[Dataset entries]
----

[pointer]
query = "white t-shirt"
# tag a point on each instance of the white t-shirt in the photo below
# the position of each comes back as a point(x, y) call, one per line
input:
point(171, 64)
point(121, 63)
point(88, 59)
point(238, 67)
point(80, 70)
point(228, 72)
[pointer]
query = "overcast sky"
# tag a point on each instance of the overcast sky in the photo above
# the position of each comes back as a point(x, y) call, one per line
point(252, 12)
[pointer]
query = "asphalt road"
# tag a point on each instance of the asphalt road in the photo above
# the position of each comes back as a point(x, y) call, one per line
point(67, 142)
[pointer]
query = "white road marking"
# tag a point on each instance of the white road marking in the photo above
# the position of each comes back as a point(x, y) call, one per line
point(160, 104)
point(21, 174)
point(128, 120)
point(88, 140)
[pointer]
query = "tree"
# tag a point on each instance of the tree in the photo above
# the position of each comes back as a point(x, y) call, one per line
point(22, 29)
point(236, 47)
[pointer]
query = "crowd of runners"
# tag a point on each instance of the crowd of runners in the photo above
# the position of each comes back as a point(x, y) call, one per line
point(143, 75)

----

WHAT THE TASK REQUIRES: Change "tag a point" to "put a dot" everywhere in the listing above, and give the lines back with everything else left as it is.

ANSWER TO THIS EXERCISE:
[pointer]
query = "white t-shirt"
# put a dot on each instance of the white t-shirt in the photo below
# the position of each comes back as a point(x, y) call, one per line
input:
point(171, 64)
point(121, 63)
point(88, 59)
point(238, 67)
point(80, 70)
point(228, 72)
[pointer]
query = "overcast sky"
# put a dot on each instance of the overcast sky in the photo above
# the position of each comes back as a point(x, y) call, one per line
point(252, 12)
[pointer]
query = "asphalt road"
# put a dot on each instance of the asphalt road in the photo above
# the position of each comes back as a point(x, y) call, one per line
point(67, 142)
[pointer]
query = "white road marking"
# put a dot on each instance of the white road marking in the photo above
# the position of each comes back as a point(x, y) call, one per line
point(160, 104)
point(21, 174)
point(128, 120)
point(88, 140)
[pointer]
query = "tree"
# put a dot on each instance of the tree in the photo above
# the position of each comes back as a point(x, y) call, one per line
point(22, 29)
point(236, 47)
[pointer]
query = "crowd of runners"
# put a dot on each instance of the crowd of runners in the photo above
# the position of each comes back as a point(x, y) call, one per line
point(143, 75)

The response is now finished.